*Recorded information*:
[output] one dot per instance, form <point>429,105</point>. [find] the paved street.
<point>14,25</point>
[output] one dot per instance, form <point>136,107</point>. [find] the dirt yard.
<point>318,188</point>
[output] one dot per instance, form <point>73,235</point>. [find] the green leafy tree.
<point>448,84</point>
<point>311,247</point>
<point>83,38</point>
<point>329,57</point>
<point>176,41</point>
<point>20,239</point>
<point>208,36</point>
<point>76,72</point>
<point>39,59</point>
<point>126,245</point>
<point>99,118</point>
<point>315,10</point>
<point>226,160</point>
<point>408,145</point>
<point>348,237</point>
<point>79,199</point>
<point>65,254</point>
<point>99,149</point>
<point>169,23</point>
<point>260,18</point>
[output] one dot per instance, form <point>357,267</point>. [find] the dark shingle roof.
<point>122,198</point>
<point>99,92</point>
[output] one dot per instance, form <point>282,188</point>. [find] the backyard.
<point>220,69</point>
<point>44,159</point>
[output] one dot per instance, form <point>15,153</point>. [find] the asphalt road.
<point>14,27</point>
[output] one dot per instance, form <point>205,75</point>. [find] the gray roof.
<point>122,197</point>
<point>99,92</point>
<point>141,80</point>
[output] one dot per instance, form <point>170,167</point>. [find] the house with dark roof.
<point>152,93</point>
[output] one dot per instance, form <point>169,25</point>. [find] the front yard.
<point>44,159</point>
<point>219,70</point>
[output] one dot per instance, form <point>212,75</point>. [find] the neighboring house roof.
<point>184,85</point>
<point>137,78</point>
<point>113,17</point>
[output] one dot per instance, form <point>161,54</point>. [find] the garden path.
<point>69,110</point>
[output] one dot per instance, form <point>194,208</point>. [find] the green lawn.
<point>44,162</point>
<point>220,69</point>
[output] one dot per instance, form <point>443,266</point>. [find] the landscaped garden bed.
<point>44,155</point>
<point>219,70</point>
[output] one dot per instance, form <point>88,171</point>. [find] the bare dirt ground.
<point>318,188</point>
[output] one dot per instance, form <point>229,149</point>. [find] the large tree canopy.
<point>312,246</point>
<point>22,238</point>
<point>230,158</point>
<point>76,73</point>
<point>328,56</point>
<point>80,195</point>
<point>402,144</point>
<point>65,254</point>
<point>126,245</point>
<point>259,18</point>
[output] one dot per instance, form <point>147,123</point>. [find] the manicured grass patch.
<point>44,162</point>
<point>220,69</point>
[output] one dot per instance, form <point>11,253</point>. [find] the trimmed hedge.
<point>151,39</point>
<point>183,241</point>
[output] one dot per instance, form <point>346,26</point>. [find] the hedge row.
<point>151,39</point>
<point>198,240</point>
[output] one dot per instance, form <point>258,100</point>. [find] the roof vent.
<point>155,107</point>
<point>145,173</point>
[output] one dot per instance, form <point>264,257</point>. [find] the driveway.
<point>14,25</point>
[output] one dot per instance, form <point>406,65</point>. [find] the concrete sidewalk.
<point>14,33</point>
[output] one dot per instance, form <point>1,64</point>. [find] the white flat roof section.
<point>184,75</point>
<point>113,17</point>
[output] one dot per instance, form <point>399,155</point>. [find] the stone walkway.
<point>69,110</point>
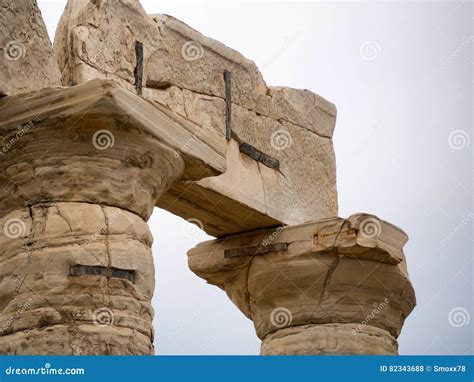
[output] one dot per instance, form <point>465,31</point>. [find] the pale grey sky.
<point>400,74</point>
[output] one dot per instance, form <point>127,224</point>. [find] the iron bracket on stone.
<point>138,72</point>
<point>228,104</point>
<point>96,270</point>
<point>255,250</point>
<point>253,153</point>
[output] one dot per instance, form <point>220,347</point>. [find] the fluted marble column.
<point>77,187</point>
<point>336,286</point>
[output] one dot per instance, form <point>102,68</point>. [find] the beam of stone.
<point>26,55</point>
<point>183,73</point>
<point>335,286</point>
<point>81,169</point>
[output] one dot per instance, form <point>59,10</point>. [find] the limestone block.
<point>47,308</point>
<point>114,148</point>
<point>329,339</point>
<point>183,75</point>
<point>27,62</point>
<point>334,271</point>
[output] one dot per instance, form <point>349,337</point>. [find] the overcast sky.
<point>400,75</point>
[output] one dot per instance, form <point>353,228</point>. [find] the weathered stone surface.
<point>335,271</point>
<point>329,339</point>
<point>44,309</point>
<point>183,73</point>
<point>27,62</point>
<point>113,148</point>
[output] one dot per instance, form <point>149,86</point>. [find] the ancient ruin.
<point>129,111</point>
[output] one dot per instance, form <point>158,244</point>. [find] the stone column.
<point>77,187</point>
<point>336,286</point>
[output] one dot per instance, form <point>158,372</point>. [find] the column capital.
<point>345,272</point>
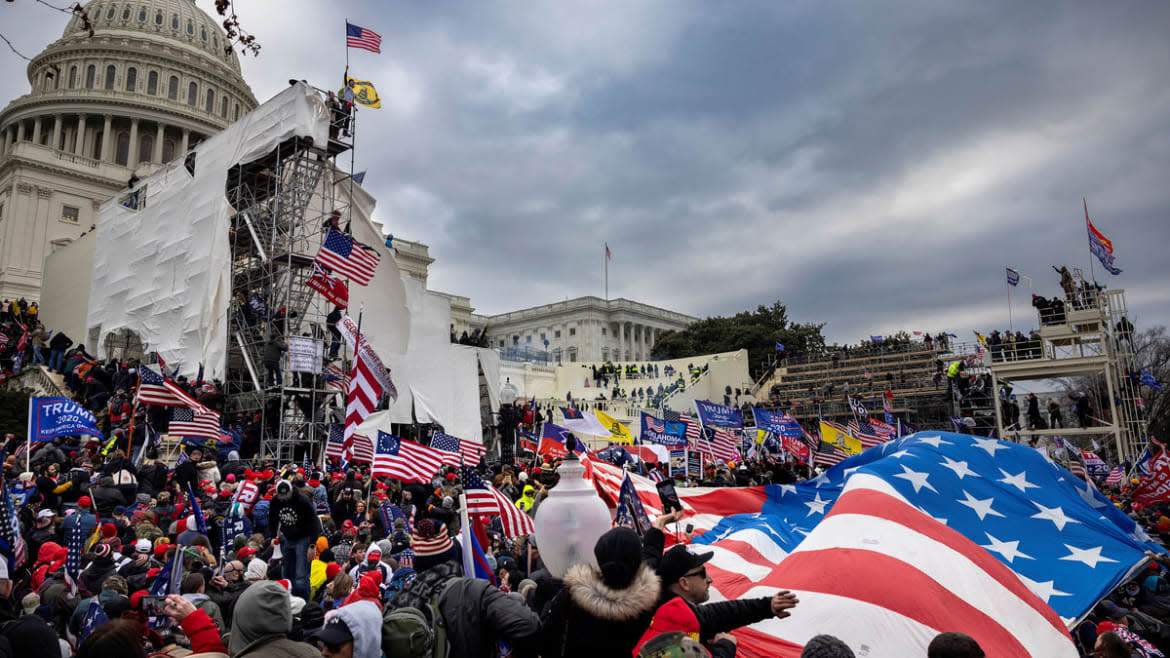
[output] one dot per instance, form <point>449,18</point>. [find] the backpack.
<point>407,632</point>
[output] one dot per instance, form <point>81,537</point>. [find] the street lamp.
<point>571,520</point>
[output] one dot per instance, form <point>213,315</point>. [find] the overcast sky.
<point>874,165</point>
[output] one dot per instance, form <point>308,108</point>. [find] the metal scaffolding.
<point>283,203</point>
<point>1089,337</point>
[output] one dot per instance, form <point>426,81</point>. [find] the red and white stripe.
<point>363,396</point>
<point>921,578</point>
<point>204,425</point>
<point>413,463</point>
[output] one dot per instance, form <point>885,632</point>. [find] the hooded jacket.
<point>261,623</point>
<point>590,618</point>
<point>364,621</point>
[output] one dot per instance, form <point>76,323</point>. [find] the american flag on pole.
<point>1115,477</point>
<point>153,389</point>
<point>9,529</point>
<point>458,452</point>
<point>484,499</point>
<point>693,429</point>
<point>357,36</point>
<point>363,396</point>
<point>346,258</point>
<point>404,460</point>
<point>335,446</point>
<point>190,423</point>
<point>331,287</point>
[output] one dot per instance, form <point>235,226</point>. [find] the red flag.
<point>1155,487</point>
<point>331,287</point>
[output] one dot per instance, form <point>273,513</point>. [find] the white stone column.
<point>56,132</point>
<point>158,145</point>
<point>80,144</point>
<point>108,139</point>
<point>132,156</point>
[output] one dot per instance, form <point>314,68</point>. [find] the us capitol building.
<point>156,79</point>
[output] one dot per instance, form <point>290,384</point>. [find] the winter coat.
<point>363,618</point>
<point>261,623</point>
<point>477,616</point>
<point>590,618</point>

*Work item*:
Copy each of the entries above precisely, and drop whatever pictures they hold.

*Answer for this exercise*:
[output] one dot per instance, form <point>429,105</point>. [find] the paved street.
<point>14,25</point>
[output] one dot per instance, form <point>136,107</point>. [find] the dirt yard.
<point>318,188</point>
[output] one dot per instance, form <point>73,235</point>. [find] the green leafy tree.
<point>448,84</point>
<point>311,247</point>
<point>83,38</point>
<point>329,57</point>
<point>176,41</point>
<point>20,239</point>
<point>208,36</point>
<point>76,72</point>
<point>39,59</point>
<point>126,245</point>
<point>99,118</point>
<point>315,10</point>
<point>226,160</point>
<point>408,145</point>
<point>348,237</point>
<point>79,199</point>
<point>65,254</point>
<point>99,149</point>
<point>169,23</point>
<point>260,18</point>
[output] one dot per instance, form <point>357,267</point>. [find] the dark shingle roof.
<point>122,198</point>
<point>99,92</point>
[output] one dot per instance, form <point>282,188</point>. [find] the backyard.
<point>220,69</point>
<point>44,159</point>
[output] one dot per instance, form <point>15,153</point>. [find] the asphalt road.
<point>14,27</point>
[output] one dot per instance, form <point>205,75</point>. [find] the gray roof.
<point>122,197</point>
<point>99,92</point>
<point>141,80</point>
[output] one dot per instance, form <point>170,167</point>. [find] the house with dark roof.
<point>152,93</point>
[output] one dot per instance, form <point>169,25</point>. [find] the front yard.
<point>44,159</point>
<point>219,70</point>
[output] one dot per instance, form <point>212,75</point>. [find] the neighboring house roof.
<point>184,85</point>
<point>137,78</point>
<point>113,17</point>
[output] one dot per instance, form <point>161,54</point>. [find] the garden path.
<point>69,110</point>
[output] one dot per instance, form <point>194,208</point>. [find] the green lawn.
<point>44,162</point>
<point>220,69</point>
[output] one dot per instance, form <point>443,266</point>. [find] the landscaped garden bed.
<point>44,155</point>
<point>219,70</point>
[output] one dot per instance, form <point>88,171</point>. [find] the bare dirt ground.
<point>318,188</point>
[output] one dot per instance, form <point>229,149</point>. [find] the large tree canopy.
<point>312,246</point>
<point>22,238</point>
<point>230,158</point>
<point>76,73</point>
<point>328,56</point>
<point>80,195</point>
<point>402,144</point>
<point>65,254</point>
<point>126,245</point>
<point>259,18</point>
[output] one dot per instance, form <point>147,123</point>. [find] the manicured grass patch.
<point>44,162</point>
<point>220,69</point>
[output] one dot per instance, form <point>11,253</point>. [find] the trimmed hedge.
<point>151,39</point>
<point>183,241</point>
[output] one dot per instance, form <point>346,26</point>. [find] the hedge row.
<point>151,39</point>
<point>198,240</point>
[output] one dot per instance, form <point>258,100</point>. [find] the roof vent.
<point>155,107</point>
<point>145,173</point>
[output] one dot per instance, form <point>264,257</point>. [find] the driveway.
<point>14,25</point>
[output] one dot per instance, form <point>406,65</point>. [find] the concrete sidewalk.
<point>14,33</point>
[output] one dot per instance, form <point>1,64</point>. [find] the white flat roof section.
<point>184,75</point>
<point>113,17</point>
[output] one dot per instance, form <point>399,155</point>. [find] the stone walkway.
<point>69,110</point>
[output] one dot per instance, form <point>465,31</point>. [find] the pale grey sky.
<point>400,74</point>
[output] one dot per instance, form <point>127,224</point>. [find] the iron bracket on stone.
<point>138,72</point>
<point>228,104</point>
<point>96,270</point>
<point>255,250</point>
<point>253,153</point>
[output] one dot per instance, form <point>220,347</point>. [find] the fluted marble column.
<point>77,187</point>
<point>336,286</point>
[output] one dot per instance, form <point>102,68</point>. [find] the beam of stone.
<point>26,55</point>
<point>183,73</point>
<point>335,286</point>
<point>81,169</point>
[output] one dot per instance, form <point>59,10</point>. [find] the limestone block.
<point>47,308</point>
<point>114,148</point>
<point>329,339</point>
<point>183,75</point>
<point>27,62</point>
<point>334,271</point>
[output] one dot per instance, form <point>349,337</point>. [find] the overcast sky.
<point>400,75</point>
[output] one dot per instance, form <point>353,228</point>. [find] the weathered stone surface.
<point>335,271</point>
<point>329,339</point>
<point>44,309</point>
<point>183,73</point>
<point>27,62</point>
<point>113,148</point>
[output] one dot per instance, form <point>149,86</point>. [find] the ancient ruin.
<point>129,111</point>
[output] one dot per instance, form <point>158,244</point>. [find] the stone column.
<point>77,187</point>
<point>336,286</point>
[output] one dot per instance, form <point>158,372</point>. [find] the column capital.
<point>345,272</point>
[output] one dot per instance, form <point>449,18</point>. [find] the backpack.
<point>407,632</point>
[output] one dot per instance, form <point>81,537</point>. [find] the street lamp.
<point>571,520</point>
[output] one dot per instance, form <point>213,315</point>. [find] the overcast sky.
<point>874,165</point>
[output] one dot per instance, form <point>308,108</point>. [find] the metal scaffolding.
<point>283,203</point>
<point>1089,337</point>
[output] one dot per instance, form <point>426,81</point>. [find] the red and white stripe.
<point>363,396</point>
<point>921,578</point>
<point>204,425</point>
<point>413,463</point>
[output] one dot per instance, form <point>885,632</point>. [find] the hooded jacket.
<point>261,623</point>
<point>590,618</point>
<point>364,621</point>
[output] one dot per instance, form <point>76,323</point>. [find] the american flag on pole.
<point>1115,477</point>
<point>153,389</point>
<point>9,529</point>
<point>458,452</point>
<point>484,499</point>
<point>693,429</point>
<point>357,36</point>
<point>363,396</point>
<point>346,258</point>
<point>404,460</point>
<point>335,446</point>
<point>190,423</point>
<point>331,287</point>
[output] one dot per instance, form <point>235,226</point>. [find] the red flag.
<point>1155,487</point>
<point>331,287</point>
[output] one dot per instance, form <point>273,513</point>. [find] the white stone column.
<point>56,132</point>
<point>158,145</point>
<point>80,144</point>
<point>108,139</point>
<point>132,156</point>
[output] one dot per instance, form <point>314,68</point>. [find] the us capitol building.
<point>156,79</point>
[output] one dot per instance, form <point>290,384</point>. [find] the winter coat.
<point>363,618</point>
<point>261,623</point>
<point>477,616</point>
<point>590,618</point>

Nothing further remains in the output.